▶ _WHAT NEEDS TO BE DONE_
The reply must reproduce each line below exactly.

▶ _Saved entries_
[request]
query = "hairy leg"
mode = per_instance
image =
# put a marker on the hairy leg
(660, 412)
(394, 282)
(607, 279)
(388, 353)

▶ _SOLUTION_
[request]
query = "hairy leg"
mode = per_instance
image =
# put a marker on the hairy leg
(660, 412)
(394, 282)
(607, 279)
(388, 353)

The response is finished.